PAGE EXCERPT »
"""

Feasibility of extreme dimensionality reduction: Instruction-based models remain usable even when reduced to 2 dimensions for classification tasks—gte-Qwen2 with 2 dimensions (76.34) outperforms the full 1024-dimensional E5-large (75.69).
Task-dependent redundancy: Classification > Clustering >> Retrieval \(\approx\) STS. Dimensionality reduction robustness is positively correlated with redundancy.
Prompt-regulated geometric properties: The same model generates totally different embedding geometric structures under different task prompts—classification prompts drive low ID/low IsoScore, while retrieval prompts drive high ID/high IsoScore.
Model scale effect: Larger models (LLM-based) have lower ID and lower IsoScore, but larger gaps between tasks, indicating that large models are better at customizing embeddings for specific tasks.
Contrastive learning improves isotropy: SimCSE and E5 exhibit higher ID and IsoScore than vanilla BERT, consistent with the known conclusion that contrastive learning enhances uniformity.
Isotropy and ID stability post-reduction: The ranking of IDs across tasks remains unchanged until dimensions are reduced to 128, and the task differences in IsoScore persist at low dimensions.

Highlights & Insights¶

Simple yet effective research design: Without training or special datasets, important patterns are revealed using only naive truncation and two geometric metrics.
High practical value: Directly points out that embedding dimensions can be compressed significantly (50-200x) in classification/clustering scenarios, saving storage and computation resources.
First systematic analysis of the regulatory effect of prompts on embedding geometric properties: Previous studies focused on performance comparison, whereas this work delves into the structural level of the embedding space.
Comprehensive coverage: Involves 7 models, 20+ datasets, 4 types of tasks, and 5 dimensionality reduction methods, ensuring generalizability of the conclusions.

"""

RECORD EXTRACTS »
"""

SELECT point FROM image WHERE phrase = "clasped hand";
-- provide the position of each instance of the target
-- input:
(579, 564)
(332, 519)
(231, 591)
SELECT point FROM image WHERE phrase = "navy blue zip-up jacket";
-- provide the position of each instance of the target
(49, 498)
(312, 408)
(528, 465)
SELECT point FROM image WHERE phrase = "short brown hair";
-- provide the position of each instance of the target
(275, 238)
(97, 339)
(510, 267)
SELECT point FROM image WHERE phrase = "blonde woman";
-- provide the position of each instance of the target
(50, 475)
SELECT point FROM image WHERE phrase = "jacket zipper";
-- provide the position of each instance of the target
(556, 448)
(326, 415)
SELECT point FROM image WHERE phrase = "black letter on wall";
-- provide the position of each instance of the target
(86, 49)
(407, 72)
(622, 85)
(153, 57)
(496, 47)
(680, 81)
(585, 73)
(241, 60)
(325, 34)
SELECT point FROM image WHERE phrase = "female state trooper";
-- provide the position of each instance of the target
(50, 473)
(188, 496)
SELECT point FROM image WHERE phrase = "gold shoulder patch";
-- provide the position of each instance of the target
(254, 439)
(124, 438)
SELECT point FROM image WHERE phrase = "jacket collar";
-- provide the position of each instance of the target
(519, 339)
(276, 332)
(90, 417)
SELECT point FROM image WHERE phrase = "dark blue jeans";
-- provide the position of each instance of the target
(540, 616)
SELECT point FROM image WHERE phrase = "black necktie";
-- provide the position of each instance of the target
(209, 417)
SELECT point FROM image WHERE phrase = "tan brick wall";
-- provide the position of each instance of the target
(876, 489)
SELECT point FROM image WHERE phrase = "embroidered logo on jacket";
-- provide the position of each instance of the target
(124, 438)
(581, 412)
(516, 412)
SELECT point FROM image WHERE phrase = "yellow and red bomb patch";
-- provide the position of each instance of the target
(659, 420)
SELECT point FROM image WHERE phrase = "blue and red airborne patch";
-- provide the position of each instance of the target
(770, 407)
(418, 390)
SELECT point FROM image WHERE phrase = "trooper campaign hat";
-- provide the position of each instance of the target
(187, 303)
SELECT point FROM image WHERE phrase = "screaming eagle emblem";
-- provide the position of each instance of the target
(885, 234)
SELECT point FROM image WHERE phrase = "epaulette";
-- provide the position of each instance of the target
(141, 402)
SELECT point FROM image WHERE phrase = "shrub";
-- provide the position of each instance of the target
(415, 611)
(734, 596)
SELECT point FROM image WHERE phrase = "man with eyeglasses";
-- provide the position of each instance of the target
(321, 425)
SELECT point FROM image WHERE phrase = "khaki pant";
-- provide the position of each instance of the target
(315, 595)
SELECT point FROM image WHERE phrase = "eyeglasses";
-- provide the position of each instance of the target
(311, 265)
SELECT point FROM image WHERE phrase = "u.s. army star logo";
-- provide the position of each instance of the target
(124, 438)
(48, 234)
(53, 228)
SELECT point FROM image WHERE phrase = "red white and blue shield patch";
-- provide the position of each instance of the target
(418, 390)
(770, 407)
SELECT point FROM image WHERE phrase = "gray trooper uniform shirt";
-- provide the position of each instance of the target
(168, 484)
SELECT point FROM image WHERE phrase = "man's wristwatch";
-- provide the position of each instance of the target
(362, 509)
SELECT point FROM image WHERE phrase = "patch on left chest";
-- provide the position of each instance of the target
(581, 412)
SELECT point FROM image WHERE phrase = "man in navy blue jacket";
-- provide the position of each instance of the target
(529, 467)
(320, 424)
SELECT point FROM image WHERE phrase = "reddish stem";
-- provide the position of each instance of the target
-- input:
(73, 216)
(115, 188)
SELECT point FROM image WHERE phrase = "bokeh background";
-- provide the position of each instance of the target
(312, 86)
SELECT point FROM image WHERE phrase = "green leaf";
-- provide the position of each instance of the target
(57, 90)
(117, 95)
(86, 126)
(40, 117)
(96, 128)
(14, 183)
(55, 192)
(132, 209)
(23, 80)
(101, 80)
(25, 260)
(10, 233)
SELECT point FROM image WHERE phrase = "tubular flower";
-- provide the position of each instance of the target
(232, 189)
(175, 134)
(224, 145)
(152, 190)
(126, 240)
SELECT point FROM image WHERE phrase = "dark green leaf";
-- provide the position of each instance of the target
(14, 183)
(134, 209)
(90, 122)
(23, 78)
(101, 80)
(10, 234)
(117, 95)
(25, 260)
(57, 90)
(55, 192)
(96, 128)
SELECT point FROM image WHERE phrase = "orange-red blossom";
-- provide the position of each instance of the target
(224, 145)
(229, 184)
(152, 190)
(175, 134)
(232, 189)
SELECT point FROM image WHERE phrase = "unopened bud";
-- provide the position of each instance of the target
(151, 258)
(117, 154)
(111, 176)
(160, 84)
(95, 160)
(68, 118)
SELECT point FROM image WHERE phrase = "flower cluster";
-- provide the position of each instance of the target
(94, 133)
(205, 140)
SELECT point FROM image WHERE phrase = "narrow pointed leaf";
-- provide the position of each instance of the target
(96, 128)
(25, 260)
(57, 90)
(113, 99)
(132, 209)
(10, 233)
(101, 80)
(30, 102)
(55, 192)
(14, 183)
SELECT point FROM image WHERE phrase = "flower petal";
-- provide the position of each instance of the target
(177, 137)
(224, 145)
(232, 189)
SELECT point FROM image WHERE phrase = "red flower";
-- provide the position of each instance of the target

"""

PROBLEM SET »
A – Quote the embedding study excerpt from "Isotropy and ID" up to and including "and computation resources.".
B – In the embedding study excerpt, turn the paragraph that begins "Prompt-regulated geometric properties" into a short list that keeps its main facts.
The records are separate material and have no connection to the embedding study excerpt.

COMPLETED EXERCISE »
A –
Isotropy and ID stability post-reduction: The ranking of IDs across tasks remains unchanged until dimensions are reduced to 128, and the task differences in IsoScore persist at low dimensions.

Highlights & Insights¶

Simple yet effective research design: Without training or special datasets, important patterns are revealed using only naive truncation and two geometric metrics.
High practical value: Directly points out that embedding dimensions can be compressed significantly (50-200x) in classification/clustering scenarios, saving storage and computation resources.

B –
- One model can give very different embedding geometry depending on the task prompt.
- Classification prompts lead to low ID and low IsoScore.
- Retrieval prompts lead to high ID and high IsoScore.